▶ _What to do_: Switch "pixel coordinates" to "x,y coordinates" everywhere in the material below, and leave every other word untouched.

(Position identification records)
↓↓↓
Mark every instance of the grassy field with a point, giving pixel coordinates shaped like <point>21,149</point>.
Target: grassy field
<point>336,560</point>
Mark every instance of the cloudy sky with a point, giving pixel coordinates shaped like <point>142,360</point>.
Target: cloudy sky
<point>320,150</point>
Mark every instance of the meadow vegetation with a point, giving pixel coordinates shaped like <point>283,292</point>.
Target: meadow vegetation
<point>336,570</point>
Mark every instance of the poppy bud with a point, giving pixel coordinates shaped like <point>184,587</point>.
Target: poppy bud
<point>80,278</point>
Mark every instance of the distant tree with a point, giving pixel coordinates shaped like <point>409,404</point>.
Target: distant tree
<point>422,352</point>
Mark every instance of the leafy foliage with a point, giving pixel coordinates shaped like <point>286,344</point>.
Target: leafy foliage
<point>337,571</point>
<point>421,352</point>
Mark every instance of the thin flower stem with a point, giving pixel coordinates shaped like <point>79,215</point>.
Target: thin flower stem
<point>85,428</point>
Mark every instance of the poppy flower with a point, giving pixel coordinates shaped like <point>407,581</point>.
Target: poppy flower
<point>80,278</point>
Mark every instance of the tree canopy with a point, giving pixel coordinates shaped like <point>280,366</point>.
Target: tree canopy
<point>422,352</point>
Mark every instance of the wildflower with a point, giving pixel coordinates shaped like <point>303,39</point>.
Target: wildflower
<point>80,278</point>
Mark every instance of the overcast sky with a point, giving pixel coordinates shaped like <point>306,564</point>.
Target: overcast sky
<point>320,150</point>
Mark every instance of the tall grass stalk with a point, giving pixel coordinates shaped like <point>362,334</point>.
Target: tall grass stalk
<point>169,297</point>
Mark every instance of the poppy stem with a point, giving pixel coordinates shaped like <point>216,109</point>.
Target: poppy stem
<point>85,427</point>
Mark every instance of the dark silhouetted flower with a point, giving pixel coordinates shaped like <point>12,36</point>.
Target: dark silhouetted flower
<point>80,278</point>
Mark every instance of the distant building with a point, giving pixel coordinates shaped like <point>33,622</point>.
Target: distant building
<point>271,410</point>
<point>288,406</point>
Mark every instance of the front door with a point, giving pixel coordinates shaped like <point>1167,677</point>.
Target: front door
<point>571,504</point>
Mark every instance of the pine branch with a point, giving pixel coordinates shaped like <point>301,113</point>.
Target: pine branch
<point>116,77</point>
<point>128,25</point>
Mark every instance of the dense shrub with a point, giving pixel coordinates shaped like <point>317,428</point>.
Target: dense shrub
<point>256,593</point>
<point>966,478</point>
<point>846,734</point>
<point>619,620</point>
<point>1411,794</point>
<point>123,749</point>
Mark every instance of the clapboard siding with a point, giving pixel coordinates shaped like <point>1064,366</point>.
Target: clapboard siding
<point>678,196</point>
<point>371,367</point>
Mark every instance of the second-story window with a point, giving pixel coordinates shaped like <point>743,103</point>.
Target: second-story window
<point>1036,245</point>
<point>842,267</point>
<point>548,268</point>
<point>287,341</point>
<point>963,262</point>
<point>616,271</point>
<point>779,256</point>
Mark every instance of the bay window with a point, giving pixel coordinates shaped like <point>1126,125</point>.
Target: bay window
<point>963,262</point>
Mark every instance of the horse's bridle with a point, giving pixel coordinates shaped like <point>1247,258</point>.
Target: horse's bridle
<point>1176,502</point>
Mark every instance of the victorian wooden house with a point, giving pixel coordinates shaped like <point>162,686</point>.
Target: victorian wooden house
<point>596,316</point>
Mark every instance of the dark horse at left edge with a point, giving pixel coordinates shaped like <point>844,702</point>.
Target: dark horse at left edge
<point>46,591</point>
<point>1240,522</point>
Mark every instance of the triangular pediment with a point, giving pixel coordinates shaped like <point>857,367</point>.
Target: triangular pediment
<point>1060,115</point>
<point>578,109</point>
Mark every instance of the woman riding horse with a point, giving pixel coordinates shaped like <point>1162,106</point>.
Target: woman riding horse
↑↑↑
▶ _Solved exercise_:
Mark every instance of the grassy field with a point, giving x,y coordinates shaped like <point>21,149</point>.
Target: grassy field
<point>336,560</point>
Mark every instance of the cloudy sky with a point, giving x,y coordinates shaped like <point>142,360</point>.
Target: cloudy sky
<point>320,150</point>
Mark every instance of the meadow vegetation with a point, giving x,y coordinates shaped like <point>283,292</point>.
Target: meadow vegetation
<point>336,570</point>
Mark every instance of the poppy bud with a point, giving x,y coordinates shaped like <point>184,587</point>.
Target: poppy bud
<point>80,278</point>
Mark every instance of the distant tree with a point, giving x,y coordinates shaped like <point>409,404</point>.
Target: distant tree
<point>422,352</point>
Mark every instance of the leafy foliage with a point, giving x,y coordinates shaped like <point>286,344</point>.
Target: leafy foliage
<point>337,571</point>
<point>421,352</point>
Mark every instance of the thin flower stem with a point, giving x,y coordinates shaped like <point>79,215</point>.
Target: thin flower stem
<point>85,428</point>
Mark every instance of the poppy flower with a point, giving x,y coordinates shaped like <point>407,581</point>.
Target: poppy flower
<point>80,278</point>
Mark every instance of the tree canopy with a point, giving x,y coordinates shaped like <point>280,366</point>.
Target: tree canopy
<point>422,352</point>
Mark every instance of the wildflower with a point, giving x,y coordinates shaped like <point>303,39</point>.
Target: wildflower
<point>80,278</point>
Mark every instance of the overcast sky with a point, giving x,y coordinates shaped like <point>306,564</point>.
Target: overcast sky
<point>320,150</point>
Mark every instance of the tall grass stalk with a point, giving x,y coordinates shaped like <point>362,334</point>.
Target: tall grass stalk
<point>169,297</point>
Mark every instance of the poppy stem with a point, giving x,y coordinates shaped like <point>216,109</point>.
Target: poppy stem
<point>85,427</point>
Mark every instance of the dark silhouetted flower with a point, giving x,y coordinates shaped like <point>12,36</point>.
Target: dark silhouetted flower
<point>80,278</point>
Mark every instance of the distant building with a point, giving x,y coordinates shaped like <point>33,622</point>.
Target: distant building
<point>271,410</point>
<point>288,406</point>
Mark every instance of the front door with a point, giving x,y coordinates shaped like <point>1167,677</point>.
Target: front door
<point>571,504</point>
Mark every instance of the pine branch with a point, giving x,y coordinates shaped like <point>301,113</point>.
Target: pine branch
<point>116,77</point>
<point>128,25</point>
Mark every instance of the dense shrub with a point, giving x,y coordinates shaped like <point>317,428</point>.
Target: dense shrub
<point>256,593</point>
<point>966,478</point>
<point>846,734</point>
<point>619,620</point>
<point>1411,794</point>
<point>123,749</point>
Mark every instance of the clapboard siding with a point, giving x,y coordinates shaped like <point>1064,366</point>.
Target: clapboard siding
<point>678,196</point>
<point>371,367</point>
Mark every instance of the second-story window with a point, giving x,y coordinates shaped like <point>743,103</point>.
Target: second-story window
<point>1036,245</point>
<point>842,267</point>
<point>548,268</point>
<point>287,341</point>
<point>963,262</point>
<point>616,271</point>
<point>779,256</point>
Mark every instance of the bay window with a point, giving x,y coordinates shaped like <point>1126,125</point>.
Target: bay window
<point>963,262</point>
Mark every instance of the horse's bridle with a point, giving x,y coordinates shaped like <point>1247,258</point>.
Target: horse's bridle
<point>1176,502</point>
Mark every instance of the victorian wooden house with a point, giving x,y coordinates shaped like <point>162,686</point>.
Target: victorian wooden house
<point>596,316</point>
Mark every instance of the dark horse at left edge with a point, giving x,y coordinates shaped like <point>844,702</point>.
Target: dark horse at left edge
<point>46,591</point>
<point>1240,522</point>
Mark every instance of the triangular pediment with a point, giving x,y coordinates shaped like <point>857,367</point>.
Target: triangular pediment
<point>1060,115</point>
<point>578,109</point>
Mark every instance of the woman riding horse with a point, giving x,y coordinates shaped like <point>1162,106</point>.
Target: woman riding horse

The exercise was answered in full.